» Work required: Your reply should be the full listing, copied exactly.

» Input for this task:
▬▬▬▬▬▬▬▬▬▬

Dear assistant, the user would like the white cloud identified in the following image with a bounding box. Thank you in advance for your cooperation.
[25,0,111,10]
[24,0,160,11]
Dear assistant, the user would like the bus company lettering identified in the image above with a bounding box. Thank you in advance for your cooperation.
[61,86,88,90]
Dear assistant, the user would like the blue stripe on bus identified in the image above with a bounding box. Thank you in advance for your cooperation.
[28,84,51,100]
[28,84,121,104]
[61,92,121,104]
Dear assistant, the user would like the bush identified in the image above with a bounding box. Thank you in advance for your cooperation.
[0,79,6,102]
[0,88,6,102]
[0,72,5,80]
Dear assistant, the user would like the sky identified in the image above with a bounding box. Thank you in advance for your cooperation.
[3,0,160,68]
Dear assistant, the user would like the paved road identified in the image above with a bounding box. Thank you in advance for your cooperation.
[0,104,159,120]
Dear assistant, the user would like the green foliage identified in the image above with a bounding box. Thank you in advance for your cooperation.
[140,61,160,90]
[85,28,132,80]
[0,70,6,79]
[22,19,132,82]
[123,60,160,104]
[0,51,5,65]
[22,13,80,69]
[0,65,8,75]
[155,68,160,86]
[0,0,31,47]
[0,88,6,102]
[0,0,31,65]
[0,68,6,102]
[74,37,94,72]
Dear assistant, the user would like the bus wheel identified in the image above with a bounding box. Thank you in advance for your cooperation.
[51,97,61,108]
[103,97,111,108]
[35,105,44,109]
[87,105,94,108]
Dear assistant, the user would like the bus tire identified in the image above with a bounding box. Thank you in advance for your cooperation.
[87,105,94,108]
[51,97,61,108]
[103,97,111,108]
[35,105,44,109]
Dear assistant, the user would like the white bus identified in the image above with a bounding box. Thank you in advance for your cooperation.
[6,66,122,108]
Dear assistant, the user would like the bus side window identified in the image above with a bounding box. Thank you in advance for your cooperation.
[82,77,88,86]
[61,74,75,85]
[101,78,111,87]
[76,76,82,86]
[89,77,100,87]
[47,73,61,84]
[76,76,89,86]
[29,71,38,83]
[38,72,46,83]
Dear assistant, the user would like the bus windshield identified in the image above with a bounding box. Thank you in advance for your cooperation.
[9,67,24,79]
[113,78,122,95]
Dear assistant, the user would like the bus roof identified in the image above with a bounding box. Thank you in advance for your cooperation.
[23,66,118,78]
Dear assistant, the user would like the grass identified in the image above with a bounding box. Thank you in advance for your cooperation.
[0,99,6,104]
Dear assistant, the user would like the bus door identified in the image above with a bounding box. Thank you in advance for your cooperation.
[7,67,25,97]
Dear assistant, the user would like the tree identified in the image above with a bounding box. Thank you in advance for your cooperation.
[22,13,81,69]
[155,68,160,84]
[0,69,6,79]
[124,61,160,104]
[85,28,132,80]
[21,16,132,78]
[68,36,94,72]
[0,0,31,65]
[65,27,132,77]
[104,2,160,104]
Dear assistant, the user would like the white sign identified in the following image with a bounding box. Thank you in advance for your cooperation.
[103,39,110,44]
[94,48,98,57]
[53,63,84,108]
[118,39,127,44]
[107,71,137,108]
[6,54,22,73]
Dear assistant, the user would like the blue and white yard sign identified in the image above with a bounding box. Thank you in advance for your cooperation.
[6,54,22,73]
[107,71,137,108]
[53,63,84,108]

▬▬▬▬▬▬▬▬▬▬

» Exercise answer:
Dear assistant, the user would like the white cloud identified in the following image with a bounding box. Thank you in advance for your cooperation.
[25,0,111,10]
[24,0,160,11]
Dear assistant, the user would like the bus company lettering identified in the image above with a bounding box. Thank you in advance for your cooperation.
[61,86,88,90]
Dear assistant, the user would like the blue stripe on bus identified in the image above with a bounding box. Thank you in advance for your cooperation.
[28,84,51,100]
[28,84,121,104]
[61,92,121,104]
Dear assistant, the user would like the bush identified in the image above with a bounding box. Thank you in advance for your cooperation.
[0,79,6,102]
[0,88,6,102]
[0,72,5,80]
Dear assistant, the user would like the sky identified in the image above with a bounding box. Thank you in advance for your cooperation.
[3,0,160,68]
Dear assistant, the user would like the paved road identified in the image above with a bounding box. Thank you in advance for your cooperation.
[0,104,159,120]
Dear assistant, the user would like the green foliage identified in the image above with a bounding box. Thank you in advance for your cooperation.
[140,61,160,90]
[85,28,132,80]
[0,70,6,79]
[22,19,132,82]
[123,60,160,104]
[0,51,5,65]
[22,13,80,69]
[0,65,8,75]
[155,68,160,86]
[0,0,31,47]
[0,88,6,102]
[0,0,31,65]
[0,68,6,102]
[74,37,94,72]
Dear assistant, the user would like the bus wheel identified in the image above with a bounding box. Thank you in advance for your cooperation.
[51,97,61,108]
[103,97,111,108]
[35,105,44,109]
[87,105,94,108]
Dear assistant, the user would like the bus tire identified in the image above with a bounding box. Thank you in advance for your cooperation.
[87,105,94,108]
[51,97,61,108]
[103,97,111,108]
[35,105,44,109]
Dear assistant, the user would like the white bus identified in the image above with a bounding box. Thank you in advance for your cooperation.
[6,66,122,108]
Dear assistant, the user would like the bus side window identified in the image above with a bounding box. Thank you in advance for your cooperation.
[82,77,88,86]
[61,74,75,85]
[101,78,111,87]
[76,76,82,86]
[89,77,100,87]
[47,73,61,84]
[76,76,89,86]
[29,71,38,83]
[38,72,46,83]
Dear assistant, the user would like the bus windshield identified in the image above with a bounding box. Thank you in advance for your cooperation.
[9,67,24,79]
[113,78,122,95]
Dear assistant, the user would like the bus roof identified in the image above with a bounding box. Thank you in advance for your cooperation.
[23,66,118,78]
Dear assistant, the user would like the grass identified in the image above with a bounding box. Thank you in advance for your cooperation.
[0,99,6,104]
Dear assistant, the user would like the bus door identified in the image above with a bounding box. Thank you in advance for your cooperation.
[7,67,25,97]
Dear assistant, the user would like the tree identified in the image above with a bounding box. Thank you in advance for your cooperation.
[22,13,81,69]
[155,68,160,84]
[0,69,6,79]
[124,61,160,104]
[85,28,132,80]
[21,16,132,78]
[68,36,94,72]
[0,0,31,65]
[65,27,132,77]
[104,2,160,104]
Dear assistant, the user would like the white sign identified in the following image with a bounding box. Thank you in advance for your cooperation.
[103,39,110,44]
[94,48,98,57]
[53,63,84,108]
[118,39,127,44]
[107,71,137,108]
[6,54,22,73]
Dear assistant, the user would like the blue and white yard sign identified in the image above with a bounding box. Thank you in advance for your cooperation.
[6,54,22,73]
[107,71,137,108]
[53,63,84,108]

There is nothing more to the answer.